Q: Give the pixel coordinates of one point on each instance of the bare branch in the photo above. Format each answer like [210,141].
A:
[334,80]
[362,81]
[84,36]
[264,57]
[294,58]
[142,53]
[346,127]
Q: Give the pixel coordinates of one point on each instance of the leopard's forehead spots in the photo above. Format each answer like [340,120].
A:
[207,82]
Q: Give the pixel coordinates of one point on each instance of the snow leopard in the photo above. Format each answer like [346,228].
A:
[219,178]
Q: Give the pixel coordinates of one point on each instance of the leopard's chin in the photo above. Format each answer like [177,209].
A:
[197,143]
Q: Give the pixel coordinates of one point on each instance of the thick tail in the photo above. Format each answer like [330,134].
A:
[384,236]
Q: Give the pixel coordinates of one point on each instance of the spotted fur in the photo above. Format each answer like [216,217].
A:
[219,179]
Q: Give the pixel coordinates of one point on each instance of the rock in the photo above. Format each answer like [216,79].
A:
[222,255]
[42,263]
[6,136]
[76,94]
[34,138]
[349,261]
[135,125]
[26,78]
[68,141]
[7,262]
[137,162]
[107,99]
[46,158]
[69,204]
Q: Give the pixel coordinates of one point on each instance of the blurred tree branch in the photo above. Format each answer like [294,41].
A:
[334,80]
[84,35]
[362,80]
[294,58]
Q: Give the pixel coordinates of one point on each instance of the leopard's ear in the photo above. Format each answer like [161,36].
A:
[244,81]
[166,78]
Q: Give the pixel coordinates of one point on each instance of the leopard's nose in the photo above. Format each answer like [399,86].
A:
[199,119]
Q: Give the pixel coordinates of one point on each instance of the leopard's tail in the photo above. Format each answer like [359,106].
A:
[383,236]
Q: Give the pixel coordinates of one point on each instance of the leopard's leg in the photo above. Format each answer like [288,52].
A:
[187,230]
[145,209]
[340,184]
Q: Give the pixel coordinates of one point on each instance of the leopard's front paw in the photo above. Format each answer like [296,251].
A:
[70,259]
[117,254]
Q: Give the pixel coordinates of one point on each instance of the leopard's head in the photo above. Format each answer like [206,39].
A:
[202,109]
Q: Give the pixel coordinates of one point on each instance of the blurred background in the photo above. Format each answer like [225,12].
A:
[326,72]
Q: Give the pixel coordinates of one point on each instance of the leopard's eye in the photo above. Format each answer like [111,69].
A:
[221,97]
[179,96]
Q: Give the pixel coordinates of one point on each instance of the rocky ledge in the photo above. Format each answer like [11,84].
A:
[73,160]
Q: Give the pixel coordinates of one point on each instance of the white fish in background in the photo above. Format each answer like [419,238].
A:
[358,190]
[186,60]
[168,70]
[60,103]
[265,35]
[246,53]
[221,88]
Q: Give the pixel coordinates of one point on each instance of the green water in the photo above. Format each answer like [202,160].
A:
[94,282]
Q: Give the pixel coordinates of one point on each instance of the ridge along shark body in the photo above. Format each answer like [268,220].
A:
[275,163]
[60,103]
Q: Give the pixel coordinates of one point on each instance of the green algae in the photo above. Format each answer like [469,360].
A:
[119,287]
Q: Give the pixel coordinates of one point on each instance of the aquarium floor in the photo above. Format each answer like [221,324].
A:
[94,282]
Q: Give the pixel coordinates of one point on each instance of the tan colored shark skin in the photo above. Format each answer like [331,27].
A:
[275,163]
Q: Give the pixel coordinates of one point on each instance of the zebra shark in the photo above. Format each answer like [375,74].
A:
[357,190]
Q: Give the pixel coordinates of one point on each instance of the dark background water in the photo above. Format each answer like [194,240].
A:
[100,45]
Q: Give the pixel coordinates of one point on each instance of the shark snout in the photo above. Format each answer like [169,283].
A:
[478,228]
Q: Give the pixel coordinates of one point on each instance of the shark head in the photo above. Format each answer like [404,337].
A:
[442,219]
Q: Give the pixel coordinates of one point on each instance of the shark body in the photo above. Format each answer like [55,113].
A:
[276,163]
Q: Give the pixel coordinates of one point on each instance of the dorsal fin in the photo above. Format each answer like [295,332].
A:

★ ★ ★

Write out the items again from the line with "answer like [55,113]." up to and including the last line of the items, requests and all, multiplying every coordinate in the answers by 1.4 and rounding to whole numbers with halves rounded up. Leave the numbers in the requests and their format samples unchanged.

* Correct result:
Q: Give the pixel coordinates of one point on each instance of the shark body in the photo above. Format each answer like [55,113].
A:
[386,228]
Q: Give the pixel coordinates of one point on each instance of the dorsal fin in the photo above. Format each answer like [295,332].
A:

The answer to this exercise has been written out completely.